» **Reading passage**
Midwifery training helps doctors, nurses level up their skills in rural China
- 03 August 2021
YUSHU, China – Midwifery training is not just for midwives. In fact, many kinds of health professionals can have midwifery skills – the medical knowledge and techniques necessary to facilitate safe childbirth.
In Yushu County, part of China's northwest Qinghai Province, midwifery training is helping not only nurses and nurse-midwives, but even physicians, who say the training has improved their skills when providing sexual and reproductive health services.
“As a doctor working in the field, I carry out multiple tasks including attending births, procuring medicines and providing outpatient services such as cervical and breast cancer screening,” said Dr. Cairen Sangji, a Tibetan doctor at the Yushu County Maternal and Child Health Hospital.
Dr. Cairen had provided maternal health care in her community for 15 years before undertaking the national standardized midwifery training in 2020. Even after caring for pregnant and postpartum women for more than a decade, “I learned many professional skills that I did not know before,” she explained.
UNFPA has been working with partners in China, including the National Health Commission, Chinese Maternal and Child Health Association, and Peking University Health Science Centre, to improve access to dignified, rights-based sexual and reproductive health care, including services to ensure safe motherhood.
From 2016 to 2020, UNFPA supported midwifery education through a bachelor’s degree programme at eight medical universities, rolled out training programmes and initiated standardized midwifery training and testing. In China, where midwifery is not an independent profession but a set of specialized skills and knowledge, these efforts reached many kinds of medical professionals, including Dr. Cairen.
Dr. Cairen’s three-month standardized midwifery training course, in West China Second University Hospital of Sichuan University, taught her things that had not been covered in her earlier medical training, including skills to manage pregnancy complications.
“One new skill I mastered is administration of maternal anaesthesia for perineal muscle relaxation,” she said.
Patients with higher-risk pregnancies who previously would have been referred to costly specialist hospitals can now be treated in Dr. Cairen’s hospital. One recent 41-year-old patient benefited from the local availability of these services.

» **Excerpted data**
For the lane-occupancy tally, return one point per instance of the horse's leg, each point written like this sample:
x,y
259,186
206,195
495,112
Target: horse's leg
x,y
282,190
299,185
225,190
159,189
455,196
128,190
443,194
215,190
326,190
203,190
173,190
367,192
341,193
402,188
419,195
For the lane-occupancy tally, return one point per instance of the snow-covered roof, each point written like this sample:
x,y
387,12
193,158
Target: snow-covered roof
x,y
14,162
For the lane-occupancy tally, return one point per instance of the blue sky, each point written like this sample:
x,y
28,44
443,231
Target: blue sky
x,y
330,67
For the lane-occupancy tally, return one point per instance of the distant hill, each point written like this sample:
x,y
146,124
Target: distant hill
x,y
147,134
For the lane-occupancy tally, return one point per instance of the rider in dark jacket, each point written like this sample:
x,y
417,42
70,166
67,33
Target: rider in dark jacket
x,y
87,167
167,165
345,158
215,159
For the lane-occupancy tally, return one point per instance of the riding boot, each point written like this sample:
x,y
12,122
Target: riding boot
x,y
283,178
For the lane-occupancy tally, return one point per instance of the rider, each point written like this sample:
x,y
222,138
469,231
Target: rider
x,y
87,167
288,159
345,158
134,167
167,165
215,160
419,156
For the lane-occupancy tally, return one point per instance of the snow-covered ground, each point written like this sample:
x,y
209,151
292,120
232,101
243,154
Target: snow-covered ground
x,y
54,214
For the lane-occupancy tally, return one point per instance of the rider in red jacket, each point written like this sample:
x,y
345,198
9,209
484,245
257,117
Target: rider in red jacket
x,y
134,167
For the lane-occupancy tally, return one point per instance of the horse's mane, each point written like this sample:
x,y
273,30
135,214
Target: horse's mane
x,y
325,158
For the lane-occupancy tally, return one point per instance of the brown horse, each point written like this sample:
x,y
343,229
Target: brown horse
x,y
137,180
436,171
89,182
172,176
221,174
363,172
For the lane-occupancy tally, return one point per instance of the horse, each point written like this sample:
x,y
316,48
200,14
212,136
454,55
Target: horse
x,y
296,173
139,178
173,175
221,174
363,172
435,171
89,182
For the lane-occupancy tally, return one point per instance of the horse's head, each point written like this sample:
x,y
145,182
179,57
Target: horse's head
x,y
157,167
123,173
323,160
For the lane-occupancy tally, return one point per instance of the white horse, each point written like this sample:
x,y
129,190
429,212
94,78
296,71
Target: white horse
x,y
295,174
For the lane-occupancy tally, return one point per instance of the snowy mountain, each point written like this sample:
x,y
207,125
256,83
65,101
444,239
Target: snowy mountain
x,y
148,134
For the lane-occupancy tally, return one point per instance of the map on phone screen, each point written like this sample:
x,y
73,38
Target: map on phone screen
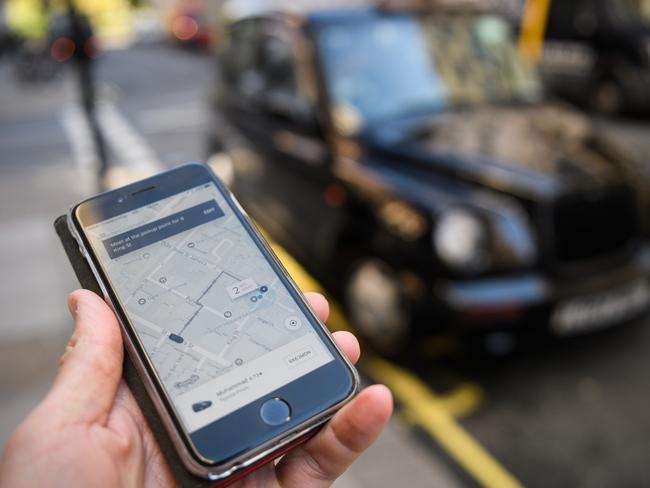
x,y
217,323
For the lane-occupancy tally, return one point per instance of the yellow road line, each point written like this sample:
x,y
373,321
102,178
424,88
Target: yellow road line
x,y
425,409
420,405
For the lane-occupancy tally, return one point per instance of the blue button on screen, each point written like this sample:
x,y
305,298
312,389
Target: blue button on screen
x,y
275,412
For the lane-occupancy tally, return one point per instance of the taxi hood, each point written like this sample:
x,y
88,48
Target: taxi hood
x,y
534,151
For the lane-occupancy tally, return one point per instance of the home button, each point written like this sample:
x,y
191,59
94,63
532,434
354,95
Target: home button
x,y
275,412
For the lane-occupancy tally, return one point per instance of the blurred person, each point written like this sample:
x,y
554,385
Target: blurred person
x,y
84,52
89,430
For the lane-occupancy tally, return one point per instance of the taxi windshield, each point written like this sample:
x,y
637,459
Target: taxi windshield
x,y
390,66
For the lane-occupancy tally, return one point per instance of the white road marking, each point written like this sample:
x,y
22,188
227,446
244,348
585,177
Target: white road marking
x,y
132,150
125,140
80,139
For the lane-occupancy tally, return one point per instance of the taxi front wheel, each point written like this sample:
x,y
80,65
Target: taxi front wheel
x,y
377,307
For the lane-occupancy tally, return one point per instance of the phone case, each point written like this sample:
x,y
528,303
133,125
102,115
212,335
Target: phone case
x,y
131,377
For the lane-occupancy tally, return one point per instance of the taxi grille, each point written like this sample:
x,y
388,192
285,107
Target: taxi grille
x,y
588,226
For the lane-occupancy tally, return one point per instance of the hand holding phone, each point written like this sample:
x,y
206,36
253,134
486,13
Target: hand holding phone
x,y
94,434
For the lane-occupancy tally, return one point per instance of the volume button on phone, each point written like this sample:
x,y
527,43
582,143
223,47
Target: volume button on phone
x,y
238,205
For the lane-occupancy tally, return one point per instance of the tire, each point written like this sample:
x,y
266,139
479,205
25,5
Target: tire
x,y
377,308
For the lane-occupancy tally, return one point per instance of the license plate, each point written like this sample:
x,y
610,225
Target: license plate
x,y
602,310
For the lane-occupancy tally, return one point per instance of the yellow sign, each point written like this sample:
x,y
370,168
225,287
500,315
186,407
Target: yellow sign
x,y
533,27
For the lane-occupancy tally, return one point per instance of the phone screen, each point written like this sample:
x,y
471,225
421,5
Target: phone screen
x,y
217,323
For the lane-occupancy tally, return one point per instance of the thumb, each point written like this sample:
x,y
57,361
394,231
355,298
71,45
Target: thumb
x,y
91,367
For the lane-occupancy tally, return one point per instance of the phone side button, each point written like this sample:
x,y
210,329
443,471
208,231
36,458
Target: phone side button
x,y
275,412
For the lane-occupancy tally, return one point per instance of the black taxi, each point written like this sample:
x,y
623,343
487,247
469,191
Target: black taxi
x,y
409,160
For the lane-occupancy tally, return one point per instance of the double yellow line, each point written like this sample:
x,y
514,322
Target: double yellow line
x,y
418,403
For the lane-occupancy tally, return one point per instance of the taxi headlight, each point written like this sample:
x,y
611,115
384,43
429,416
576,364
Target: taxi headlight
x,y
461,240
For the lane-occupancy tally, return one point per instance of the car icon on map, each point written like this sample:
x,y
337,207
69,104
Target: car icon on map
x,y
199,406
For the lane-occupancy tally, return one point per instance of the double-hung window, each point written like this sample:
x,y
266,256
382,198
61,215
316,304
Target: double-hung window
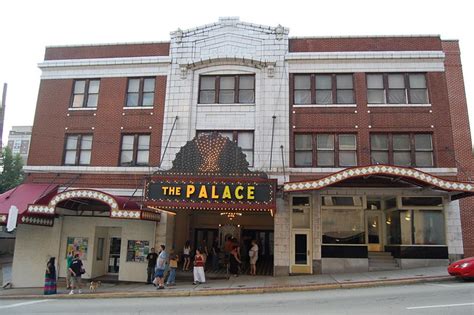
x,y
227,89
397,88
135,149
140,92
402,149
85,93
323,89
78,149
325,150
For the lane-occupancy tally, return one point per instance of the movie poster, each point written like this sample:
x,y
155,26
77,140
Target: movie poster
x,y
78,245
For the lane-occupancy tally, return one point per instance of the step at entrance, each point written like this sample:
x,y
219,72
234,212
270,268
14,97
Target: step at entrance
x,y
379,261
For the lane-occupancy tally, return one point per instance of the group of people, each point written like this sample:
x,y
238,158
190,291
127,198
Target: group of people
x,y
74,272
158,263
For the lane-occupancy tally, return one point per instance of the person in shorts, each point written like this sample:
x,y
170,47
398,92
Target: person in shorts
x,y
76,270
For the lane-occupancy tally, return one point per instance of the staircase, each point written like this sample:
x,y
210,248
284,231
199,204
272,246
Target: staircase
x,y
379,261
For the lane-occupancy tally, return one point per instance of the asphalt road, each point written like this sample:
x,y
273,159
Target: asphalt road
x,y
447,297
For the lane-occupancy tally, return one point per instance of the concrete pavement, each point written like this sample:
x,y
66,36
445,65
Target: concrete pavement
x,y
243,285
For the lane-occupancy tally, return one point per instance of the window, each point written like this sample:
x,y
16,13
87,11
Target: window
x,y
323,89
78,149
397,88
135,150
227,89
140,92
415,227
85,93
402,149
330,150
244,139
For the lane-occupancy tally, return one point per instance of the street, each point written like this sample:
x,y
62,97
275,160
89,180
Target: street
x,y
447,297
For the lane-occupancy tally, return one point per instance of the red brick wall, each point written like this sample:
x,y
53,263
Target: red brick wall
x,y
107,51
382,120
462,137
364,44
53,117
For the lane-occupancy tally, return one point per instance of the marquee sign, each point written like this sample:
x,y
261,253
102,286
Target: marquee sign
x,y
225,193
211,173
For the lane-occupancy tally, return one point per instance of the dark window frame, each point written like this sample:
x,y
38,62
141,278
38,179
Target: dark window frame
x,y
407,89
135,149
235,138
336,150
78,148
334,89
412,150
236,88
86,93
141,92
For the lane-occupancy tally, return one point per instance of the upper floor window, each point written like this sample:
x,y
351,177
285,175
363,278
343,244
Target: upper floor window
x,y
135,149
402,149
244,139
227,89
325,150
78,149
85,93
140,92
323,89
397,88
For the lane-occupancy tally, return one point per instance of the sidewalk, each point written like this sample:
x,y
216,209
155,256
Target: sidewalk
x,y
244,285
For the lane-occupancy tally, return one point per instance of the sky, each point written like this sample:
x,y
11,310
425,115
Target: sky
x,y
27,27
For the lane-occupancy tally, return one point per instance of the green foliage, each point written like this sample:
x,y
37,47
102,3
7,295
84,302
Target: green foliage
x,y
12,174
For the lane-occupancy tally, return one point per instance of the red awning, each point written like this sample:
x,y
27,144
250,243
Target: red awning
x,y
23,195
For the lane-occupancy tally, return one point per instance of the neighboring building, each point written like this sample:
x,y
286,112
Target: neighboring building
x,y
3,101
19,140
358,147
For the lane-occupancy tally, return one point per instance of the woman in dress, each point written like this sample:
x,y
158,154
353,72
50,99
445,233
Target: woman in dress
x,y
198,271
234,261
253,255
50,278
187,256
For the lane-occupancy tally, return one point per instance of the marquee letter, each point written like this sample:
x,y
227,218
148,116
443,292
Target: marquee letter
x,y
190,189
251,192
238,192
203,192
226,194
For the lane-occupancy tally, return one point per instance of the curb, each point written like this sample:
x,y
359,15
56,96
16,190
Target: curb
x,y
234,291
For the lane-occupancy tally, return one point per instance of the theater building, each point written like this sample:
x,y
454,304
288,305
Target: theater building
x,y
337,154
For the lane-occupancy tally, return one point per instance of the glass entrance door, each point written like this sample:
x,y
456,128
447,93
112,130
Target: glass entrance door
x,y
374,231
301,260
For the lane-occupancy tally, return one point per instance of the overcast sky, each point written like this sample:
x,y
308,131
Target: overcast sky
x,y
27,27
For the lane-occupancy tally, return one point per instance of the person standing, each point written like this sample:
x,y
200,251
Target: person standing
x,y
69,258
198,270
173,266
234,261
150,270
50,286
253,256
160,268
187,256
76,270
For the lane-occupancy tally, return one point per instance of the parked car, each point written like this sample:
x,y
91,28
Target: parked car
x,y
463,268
--
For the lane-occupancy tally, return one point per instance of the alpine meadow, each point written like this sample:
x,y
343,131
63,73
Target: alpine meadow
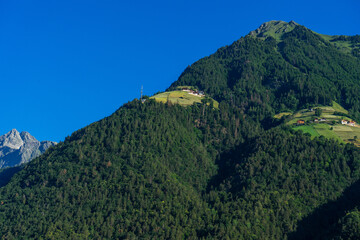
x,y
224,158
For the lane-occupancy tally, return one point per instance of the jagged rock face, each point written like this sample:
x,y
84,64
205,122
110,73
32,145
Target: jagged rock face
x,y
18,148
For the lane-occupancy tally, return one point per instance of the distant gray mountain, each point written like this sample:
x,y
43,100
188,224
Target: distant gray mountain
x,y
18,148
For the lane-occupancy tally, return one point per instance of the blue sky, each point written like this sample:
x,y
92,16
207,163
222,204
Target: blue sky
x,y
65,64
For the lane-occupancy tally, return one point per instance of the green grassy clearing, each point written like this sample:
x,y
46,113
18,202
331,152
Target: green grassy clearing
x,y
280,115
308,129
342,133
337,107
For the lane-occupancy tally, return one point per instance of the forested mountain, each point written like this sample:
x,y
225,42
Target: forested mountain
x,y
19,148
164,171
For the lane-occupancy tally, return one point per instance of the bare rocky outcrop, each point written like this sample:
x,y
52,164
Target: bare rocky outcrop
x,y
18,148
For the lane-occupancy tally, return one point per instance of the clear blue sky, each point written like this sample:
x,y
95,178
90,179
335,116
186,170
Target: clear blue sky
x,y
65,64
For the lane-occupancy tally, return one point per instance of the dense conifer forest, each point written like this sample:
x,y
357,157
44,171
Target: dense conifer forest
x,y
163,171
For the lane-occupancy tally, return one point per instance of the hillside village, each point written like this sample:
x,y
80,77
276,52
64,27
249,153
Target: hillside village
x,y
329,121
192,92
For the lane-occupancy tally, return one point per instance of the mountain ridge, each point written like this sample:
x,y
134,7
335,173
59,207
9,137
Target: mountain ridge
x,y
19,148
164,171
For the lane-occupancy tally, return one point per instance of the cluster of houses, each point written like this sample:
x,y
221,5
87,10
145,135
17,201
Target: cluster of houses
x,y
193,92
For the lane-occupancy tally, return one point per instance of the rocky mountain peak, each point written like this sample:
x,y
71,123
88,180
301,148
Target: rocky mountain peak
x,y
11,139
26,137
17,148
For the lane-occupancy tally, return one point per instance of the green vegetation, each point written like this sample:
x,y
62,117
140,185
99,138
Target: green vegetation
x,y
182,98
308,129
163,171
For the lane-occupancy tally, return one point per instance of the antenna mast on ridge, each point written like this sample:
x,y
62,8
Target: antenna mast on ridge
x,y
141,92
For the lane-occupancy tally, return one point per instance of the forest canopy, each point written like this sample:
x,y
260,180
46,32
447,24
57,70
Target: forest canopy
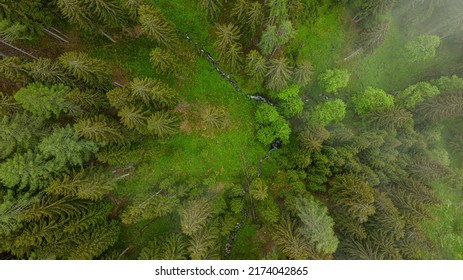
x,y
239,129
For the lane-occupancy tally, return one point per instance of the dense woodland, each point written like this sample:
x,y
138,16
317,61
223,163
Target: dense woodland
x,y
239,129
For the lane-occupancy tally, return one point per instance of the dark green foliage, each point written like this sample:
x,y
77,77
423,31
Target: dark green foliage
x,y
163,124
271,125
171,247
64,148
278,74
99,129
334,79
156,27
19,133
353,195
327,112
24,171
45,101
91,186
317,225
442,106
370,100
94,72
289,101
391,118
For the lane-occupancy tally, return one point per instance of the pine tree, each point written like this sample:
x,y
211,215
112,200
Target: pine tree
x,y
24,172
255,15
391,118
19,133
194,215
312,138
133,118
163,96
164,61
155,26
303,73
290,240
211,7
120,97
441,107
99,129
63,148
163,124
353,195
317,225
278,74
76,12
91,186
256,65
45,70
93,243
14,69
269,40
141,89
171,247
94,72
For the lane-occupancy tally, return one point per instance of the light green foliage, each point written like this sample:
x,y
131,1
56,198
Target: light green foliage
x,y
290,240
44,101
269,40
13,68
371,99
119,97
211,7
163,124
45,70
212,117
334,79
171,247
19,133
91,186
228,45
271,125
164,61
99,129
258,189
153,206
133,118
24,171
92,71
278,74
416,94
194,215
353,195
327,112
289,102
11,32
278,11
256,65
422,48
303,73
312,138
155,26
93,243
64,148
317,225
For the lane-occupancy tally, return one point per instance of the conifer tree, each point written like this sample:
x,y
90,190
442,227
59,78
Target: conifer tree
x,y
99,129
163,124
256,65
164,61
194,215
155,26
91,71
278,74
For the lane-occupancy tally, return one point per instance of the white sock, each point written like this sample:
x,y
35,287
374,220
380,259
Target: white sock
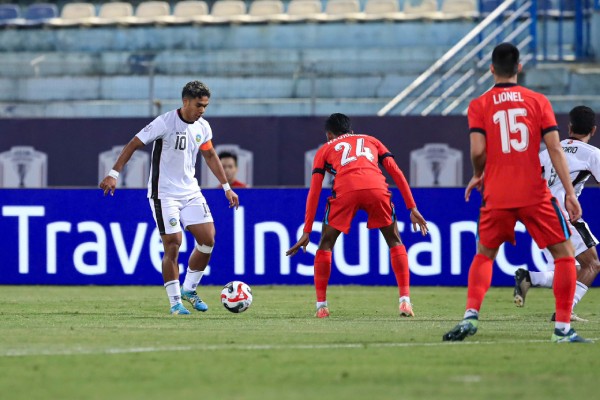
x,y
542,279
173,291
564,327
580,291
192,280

» **Questions to answer**
1. In the article on midwifery training in rural China, how many years had Dr. Cairen Sangji provided maternal health care in her community before she took the national standardized midwifery training?
2. Write a continuation of the article on midwifery training in rural China, beginning after its final sentence.

» **Task-by-task results**
1. 15 years.

2.
“If she can deliver successfully here and the cost is within 1,200 yuan [about $185], it will be fully covered by the government,” Dr. Cairen said of the patient. “In other words, it means free delivery.”
Li Tingting, a nurse, also received standardized midwifery training with support from UNFPA project, which was run in Qinghai and Shanxi, two less developed provinces. Nurse Li says the education has made her think more carefully about how to provide respectful care at her hospital in Linfen Prefecture, Shanxi Province.
“I am also a mother, and I know the difficulties that women face during labour,” she explained. “All the medical jargon and unfriendly attitudes can only intensify the situation and make a pregnant woman more anxious.”
She goes the extra mile to ensure patients are informed and comfortable. She was able to communicate continuously and reassuringly with one patient who had a hearing disability by using written notes, for example. “The better you care about her, the more she will cooperate with you, and the smoother the process will be,” she said. “A professional midwife shall be both as gentle and reliable as a neighbourhood sister, and as strong and calm as a powerful woman able to manage all situations.”
Graduates of the midwifery programme say they see the difference in their work -- and in the comfort of their patients. “I am now more confident with my skills for providing quality care, and more women are willing to deliver in our hospital,” Dr. Cairen said. “The more and better skills we have, the more women and families we can help.”